* Problem statement
Rewrite the entries from the first line through the line containing "60, 67, 62, 74", both included, with the request text unchanged. Shift each bounding-box coordinate in the answers by adding 61 to it.

* Input data
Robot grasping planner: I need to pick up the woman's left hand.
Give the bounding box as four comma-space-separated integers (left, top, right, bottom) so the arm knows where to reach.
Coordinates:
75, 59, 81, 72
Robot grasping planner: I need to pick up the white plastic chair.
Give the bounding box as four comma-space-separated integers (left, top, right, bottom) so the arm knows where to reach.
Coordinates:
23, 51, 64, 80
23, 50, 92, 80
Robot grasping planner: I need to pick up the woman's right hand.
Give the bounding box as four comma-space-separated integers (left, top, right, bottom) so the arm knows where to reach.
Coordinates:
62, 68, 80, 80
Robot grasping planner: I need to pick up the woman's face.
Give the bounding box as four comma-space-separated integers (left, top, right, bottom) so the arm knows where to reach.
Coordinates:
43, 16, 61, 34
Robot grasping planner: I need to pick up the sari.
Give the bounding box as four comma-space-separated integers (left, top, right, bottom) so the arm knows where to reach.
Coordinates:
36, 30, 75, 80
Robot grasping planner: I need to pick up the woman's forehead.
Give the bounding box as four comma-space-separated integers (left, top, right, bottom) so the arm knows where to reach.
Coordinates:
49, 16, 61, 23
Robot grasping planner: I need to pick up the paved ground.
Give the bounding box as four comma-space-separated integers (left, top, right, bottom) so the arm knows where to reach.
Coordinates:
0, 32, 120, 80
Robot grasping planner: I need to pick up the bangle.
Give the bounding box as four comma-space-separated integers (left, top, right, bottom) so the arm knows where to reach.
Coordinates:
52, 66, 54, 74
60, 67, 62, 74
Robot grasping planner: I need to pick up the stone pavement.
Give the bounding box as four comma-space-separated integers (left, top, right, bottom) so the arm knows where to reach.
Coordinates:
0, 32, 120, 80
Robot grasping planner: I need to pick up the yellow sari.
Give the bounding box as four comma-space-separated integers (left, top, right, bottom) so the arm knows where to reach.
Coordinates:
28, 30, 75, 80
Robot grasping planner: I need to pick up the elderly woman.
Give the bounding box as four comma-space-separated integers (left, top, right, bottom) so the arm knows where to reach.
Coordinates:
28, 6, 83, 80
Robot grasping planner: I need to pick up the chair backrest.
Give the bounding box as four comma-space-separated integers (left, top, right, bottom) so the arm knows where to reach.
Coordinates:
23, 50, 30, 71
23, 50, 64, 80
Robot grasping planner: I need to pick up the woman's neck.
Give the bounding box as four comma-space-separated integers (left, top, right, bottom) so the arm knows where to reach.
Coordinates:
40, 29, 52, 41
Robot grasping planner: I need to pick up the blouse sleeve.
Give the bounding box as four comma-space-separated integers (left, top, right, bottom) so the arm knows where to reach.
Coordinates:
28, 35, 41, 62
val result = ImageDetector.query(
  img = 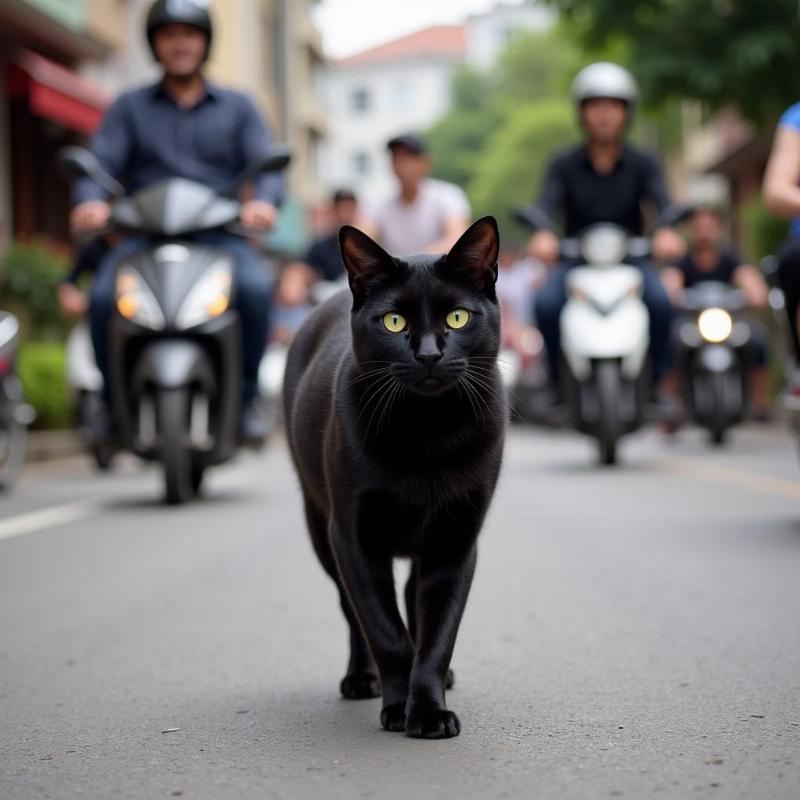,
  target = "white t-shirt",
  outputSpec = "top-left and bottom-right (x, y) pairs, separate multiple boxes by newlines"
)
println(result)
(372, 178), (470, 256)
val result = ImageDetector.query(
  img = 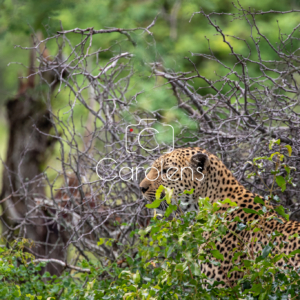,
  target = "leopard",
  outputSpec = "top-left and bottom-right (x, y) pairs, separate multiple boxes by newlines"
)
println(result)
(140, 147), (300, 285)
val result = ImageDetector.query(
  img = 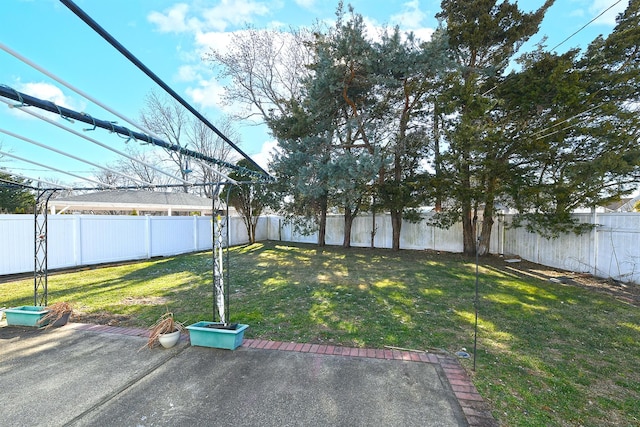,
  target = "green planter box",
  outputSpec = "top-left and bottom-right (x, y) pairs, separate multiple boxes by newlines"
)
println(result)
(187, 322), (249, 350)
(4, 305), (49, 326)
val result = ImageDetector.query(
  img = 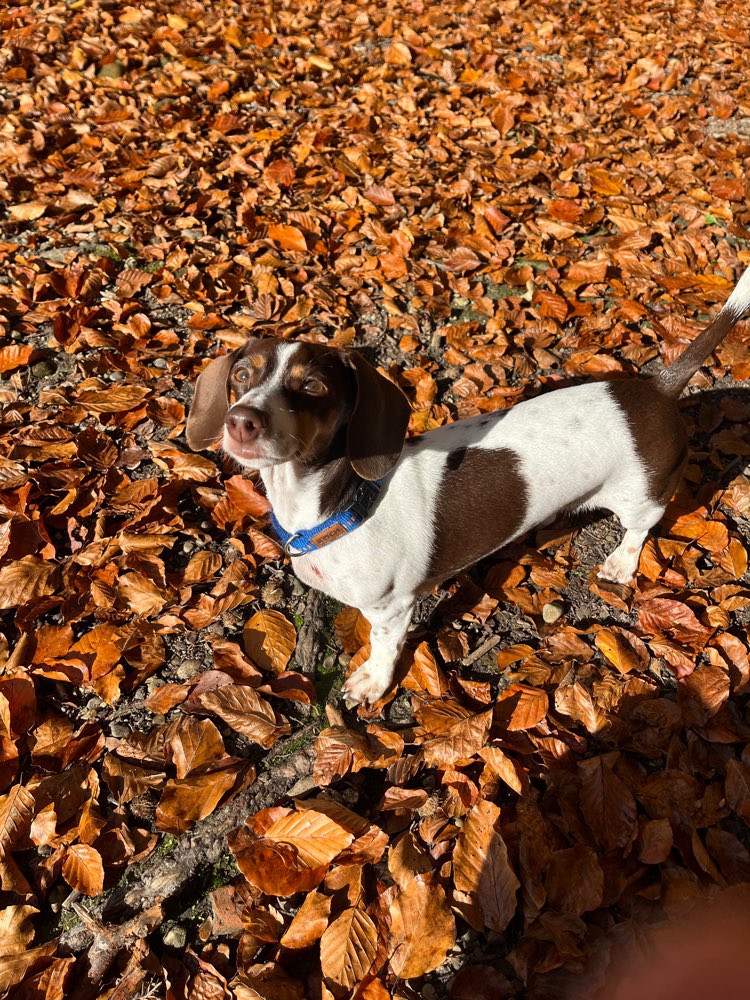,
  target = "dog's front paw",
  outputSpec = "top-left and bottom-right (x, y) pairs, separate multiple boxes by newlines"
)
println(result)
(596, 549), (639, 586)
(341, 662), (393, 705)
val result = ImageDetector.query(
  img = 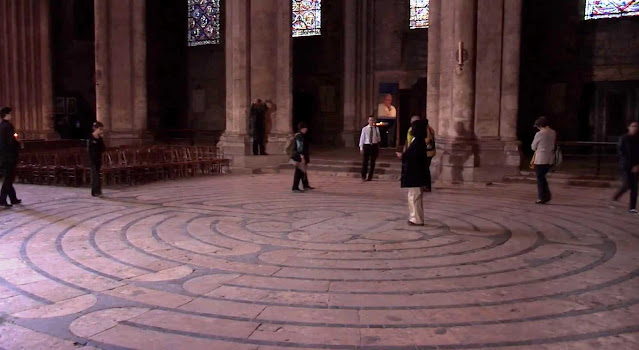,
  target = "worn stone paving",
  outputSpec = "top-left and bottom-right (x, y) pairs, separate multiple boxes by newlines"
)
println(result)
(0, 174), (639, 350)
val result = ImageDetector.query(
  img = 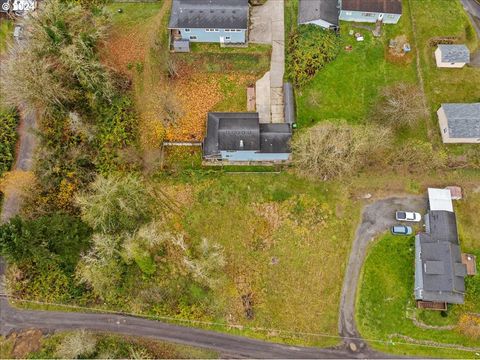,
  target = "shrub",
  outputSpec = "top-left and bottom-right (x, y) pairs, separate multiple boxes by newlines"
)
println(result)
(389, 140), (448, 173)
(77, 174), (153, 233)
(373, 83), (427, 128)
(0, 214), (91, 272)
(286, 25), (340, 85)
(55, 330), (97, 359)
(292, 122), (391, 180)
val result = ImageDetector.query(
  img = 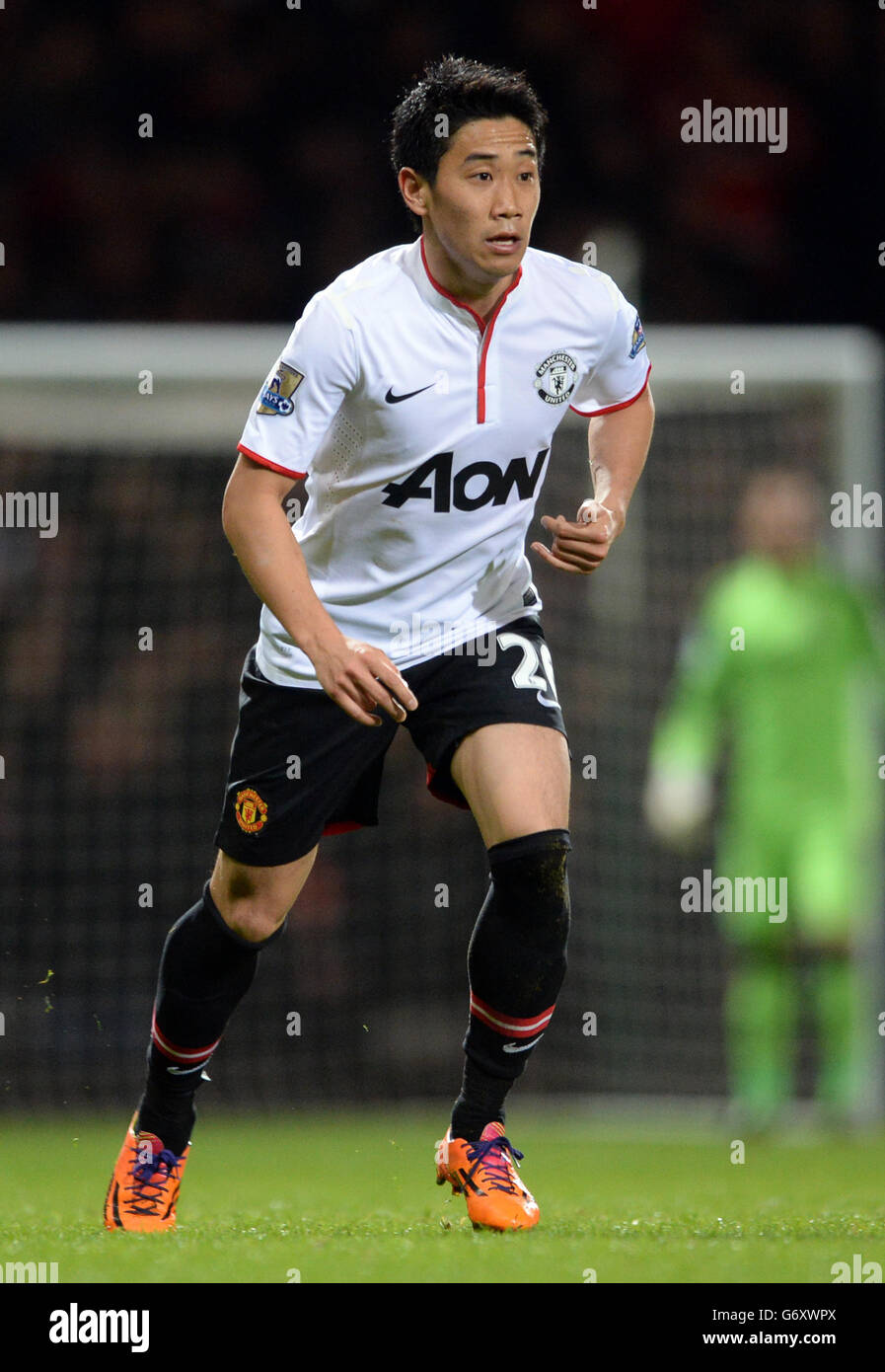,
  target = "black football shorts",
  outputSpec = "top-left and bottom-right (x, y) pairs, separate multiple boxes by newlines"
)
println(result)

* Correct result
Robot grasping planner: I need to pick up the woman's left hand.
Give the bounding box as four comma-space-separated integers (left, top, right, bottom) so the arm knows where to reach.
Coordinates:
136, 120, 142, 133
Robot grasping planner: I need to pick up the white plastic chair.
Give the bounding box as four comma-space-separated integers (left, top, right, bottom) so the arm knows where to reach.
Coordinates:
84, 112, 125, 141
84, 111, 153, 141
Robot grasping planner: I need to pick up the woman's right hand.
Give the bounding box as four comma-space-separated integers (left, top, right, bottom) so the arm knows where to reach.
Coordinates:
123, 129, 141, 141
Robot grasping planner: I need to pick up the woman's face.
Give the bounding box as four comma-space-separated integers (left, top, right, bottom) so the arm knows where to reach.
Coordinates:
104, 77, 122, 95
Robot grasping planner: I need to pick up the sari.
Give the bounding box as four comma-space-separated integers (left, top, right, bottom) so the arm knows where to reach.
Coordinates:
97, 91, 136, 141
Robot grasping planner: I need to pick up the woman's forehead.
Give the bounding box as four comma-space-separated integers (left, top, right, bottom) so the arm knows where to reach.
Coordinates:
110, 77, 122, 84
Robot grasping planner: I need to pick up the paved ground.
Give the bounding box as four comma-space-separated integers (left, top, right, bottom) so the arm knows where to reach.
Coordinates:
61, 93, 181, 141
Robot grasping planner: I need to pick up the bangle.
Give the bounding box as four comma-space-separated integers (left, top, right, bottom) so the arm knows where to reach.
Coordinates:
113, 127, 115, 135
121, 128, 123, 135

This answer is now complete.